44 thoughts on Gender-Neutral Oscars?

  1. I think merging the awards into one would have an even worse, self-fulfilling effect. Men would win even more than their proportional (outsized) share of acting awards, because the academy is made up of biased people like the rest of society. Then, studios pushing prestige films for Oscar season would begin to reason that films with female leads don’t tend to win the Actor award, and start to tip the balance of good roles even more firmly towards men and the roles that made careers like Jessica Lange’s and Meryl Streep’s largely dried up.

  2. I’ve wondered the same thing, and I wrote a bit about it on my blog a few months ago. I think trying to make that change now would probably be a massive mess, and I doubt most actors (regardless of their gender) would be pleased with a change that would result in less of a chance of winning an award at all. I wonder what it would be like if, in addition to having the gendered awards, there was some sort of third award for most outstanding performance by any actor overall, regardless of gender. As a friend pointed out when I made that suggestion before, it would, most likely, come down to a competition between the winners of best actor and best actress, which would, obviously, be redundant and probably read as a “war of the sexes,” which seems rather unproductive when I think of it that way. This is quite interesting, though.

  3. I don’t think they should be merged but I strongly disagree with Thomas’ reasons for it. I don’t think the Academy is bias at all, otherwise they would simply have gotten rid of “best actress”, “best supporting actress”, ect.

    Your fear mongering is, in fact, the reason I don’t want to see a merger. Yes, men WOULD get more awards then women because Hollywood makes more money from their male actors, so they use them more. Women get less awards, people start crying “Sexist!”, and the waters of Equality will get more and more muddy. We need to stop seeing “sexism” everywhere, and look at some of the more underlying truths.

    It is not an issue of “They are women, screw them” for Hollywood, and a LOT more “We can make 20 million on Brad Pitt in an action movie or we can make 5 Million on a movie starting Sarah Michelle Gellar”. Hollywood -is- a business and like many things in America (sadly), the bottomline is all important.

----

### EXERCISE TASK A
From the listing below, extract every line that contains the word "arch".

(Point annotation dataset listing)
----

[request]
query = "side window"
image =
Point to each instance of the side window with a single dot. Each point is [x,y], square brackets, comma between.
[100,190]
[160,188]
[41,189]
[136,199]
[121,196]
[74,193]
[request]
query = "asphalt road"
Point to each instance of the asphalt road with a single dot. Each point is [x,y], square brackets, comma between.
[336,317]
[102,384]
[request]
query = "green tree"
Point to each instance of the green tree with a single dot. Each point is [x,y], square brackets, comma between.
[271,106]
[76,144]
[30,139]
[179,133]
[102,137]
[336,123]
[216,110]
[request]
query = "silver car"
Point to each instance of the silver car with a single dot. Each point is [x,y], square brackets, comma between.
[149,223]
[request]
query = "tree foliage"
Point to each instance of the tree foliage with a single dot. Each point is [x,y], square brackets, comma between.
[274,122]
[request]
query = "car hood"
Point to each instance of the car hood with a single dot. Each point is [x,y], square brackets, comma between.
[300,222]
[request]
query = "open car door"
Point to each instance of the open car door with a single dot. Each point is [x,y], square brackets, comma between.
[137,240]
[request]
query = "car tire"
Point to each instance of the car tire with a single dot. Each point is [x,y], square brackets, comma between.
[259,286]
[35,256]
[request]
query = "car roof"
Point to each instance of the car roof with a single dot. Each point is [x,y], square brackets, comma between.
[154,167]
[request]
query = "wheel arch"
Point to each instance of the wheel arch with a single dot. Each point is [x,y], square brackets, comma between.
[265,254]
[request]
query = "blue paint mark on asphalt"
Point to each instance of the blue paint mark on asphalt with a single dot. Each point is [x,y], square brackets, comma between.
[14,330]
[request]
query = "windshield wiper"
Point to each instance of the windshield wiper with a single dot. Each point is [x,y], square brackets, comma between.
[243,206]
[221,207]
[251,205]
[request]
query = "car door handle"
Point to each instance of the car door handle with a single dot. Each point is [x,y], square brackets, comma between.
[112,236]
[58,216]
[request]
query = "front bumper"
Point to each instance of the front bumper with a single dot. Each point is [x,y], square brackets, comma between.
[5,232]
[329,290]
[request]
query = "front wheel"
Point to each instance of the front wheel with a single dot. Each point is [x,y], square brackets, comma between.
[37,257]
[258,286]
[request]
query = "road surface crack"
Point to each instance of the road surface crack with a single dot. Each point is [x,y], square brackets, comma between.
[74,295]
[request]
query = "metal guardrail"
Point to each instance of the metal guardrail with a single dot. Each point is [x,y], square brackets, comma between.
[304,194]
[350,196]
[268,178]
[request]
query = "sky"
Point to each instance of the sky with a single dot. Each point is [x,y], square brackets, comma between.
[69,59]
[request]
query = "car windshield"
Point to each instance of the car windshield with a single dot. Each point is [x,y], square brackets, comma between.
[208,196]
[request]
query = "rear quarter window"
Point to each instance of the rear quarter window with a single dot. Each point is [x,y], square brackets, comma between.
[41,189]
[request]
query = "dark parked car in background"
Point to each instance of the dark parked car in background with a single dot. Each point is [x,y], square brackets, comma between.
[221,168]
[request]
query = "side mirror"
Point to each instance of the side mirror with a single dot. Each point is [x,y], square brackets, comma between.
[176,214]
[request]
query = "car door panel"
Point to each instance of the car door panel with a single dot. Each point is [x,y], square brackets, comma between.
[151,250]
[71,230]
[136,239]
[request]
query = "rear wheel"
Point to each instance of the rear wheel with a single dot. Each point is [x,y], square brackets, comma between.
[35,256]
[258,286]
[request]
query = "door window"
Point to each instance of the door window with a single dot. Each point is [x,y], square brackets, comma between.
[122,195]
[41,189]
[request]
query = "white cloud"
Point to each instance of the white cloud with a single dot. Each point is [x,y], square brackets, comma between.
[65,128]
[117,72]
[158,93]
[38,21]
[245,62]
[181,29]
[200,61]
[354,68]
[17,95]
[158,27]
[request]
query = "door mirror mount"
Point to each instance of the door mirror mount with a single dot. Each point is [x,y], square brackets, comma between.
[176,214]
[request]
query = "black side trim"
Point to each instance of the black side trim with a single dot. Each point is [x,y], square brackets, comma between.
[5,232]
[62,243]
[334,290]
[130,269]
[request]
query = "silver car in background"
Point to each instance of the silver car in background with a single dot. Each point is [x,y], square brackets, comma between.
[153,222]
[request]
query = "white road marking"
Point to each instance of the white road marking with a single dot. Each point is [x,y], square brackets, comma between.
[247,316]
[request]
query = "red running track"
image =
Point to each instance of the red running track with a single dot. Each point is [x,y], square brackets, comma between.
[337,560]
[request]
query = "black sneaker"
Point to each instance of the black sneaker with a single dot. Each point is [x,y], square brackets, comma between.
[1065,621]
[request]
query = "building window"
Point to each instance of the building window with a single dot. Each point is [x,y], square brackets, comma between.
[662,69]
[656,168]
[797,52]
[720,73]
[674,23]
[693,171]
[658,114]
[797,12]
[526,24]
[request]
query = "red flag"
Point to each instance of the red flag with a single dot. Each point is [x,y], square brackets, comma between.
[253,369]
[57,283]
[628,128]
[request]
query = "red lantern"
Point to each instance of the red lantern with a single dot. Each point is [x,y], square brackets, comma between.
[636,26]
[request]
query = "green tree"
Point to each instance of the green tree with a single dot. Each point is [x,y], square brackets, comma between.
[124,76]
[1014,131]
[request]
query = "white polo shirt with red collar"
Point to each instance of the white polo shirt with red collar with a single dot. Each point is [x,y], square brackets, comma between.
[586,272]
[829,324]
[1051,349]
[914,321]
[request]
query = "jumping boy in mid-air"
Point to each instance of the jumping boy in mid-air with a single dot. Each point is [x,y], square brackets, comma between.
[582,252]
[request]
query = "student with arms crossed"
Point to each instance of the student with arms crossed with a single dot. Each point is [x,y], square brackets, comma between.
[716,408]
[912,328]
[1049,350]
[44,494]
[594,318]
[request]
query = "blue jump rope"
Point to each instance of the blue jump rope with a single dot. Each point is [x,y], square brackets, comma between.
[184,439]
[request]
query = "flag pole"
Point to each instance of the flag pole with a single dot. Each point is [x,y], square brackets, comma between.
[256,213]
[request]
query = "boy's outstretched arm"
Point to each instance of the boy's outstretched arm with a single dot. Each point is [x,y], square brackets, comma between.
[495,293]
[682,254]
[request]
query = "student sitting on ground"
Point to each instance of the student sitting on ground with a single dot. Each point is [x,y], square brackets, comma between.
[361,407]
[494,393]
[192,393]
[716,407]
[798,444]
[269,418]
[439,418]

----

### EXERCISE TASK B
Output the passage of the Oscars comments word for word, starting at "2. I’ve wondered" and ending at "quite interesting, though.".

### REPLY A
query = "wheel arch"
Point to each instance of the wheel arch with a single dot. Each point is [x,y], square brackets, comma between.

### REPLY B
2. I’ve wondered the same thing, and I wrote a bit about it on my blog a few months ago. I think trying to make that change now would probably be a massive mess, and I doubt most actors (regardless of their gender) would be pleased with a change that would result in less of a chance of winning an award at all. I wonder what it would be like if, in addition to having the gendered awards, there was some sort of third award for most outstanding performance by any actor overall, regardless of gender. As a friend pointed out when I made that suggestion before, it would, most likely, come down to a competition between the winners of best actor and best actress, which would, obviously, be redundant and probably read as a “war of the sexes,” which seems rather unproductive when I think of it that way. This is quite interesting, though.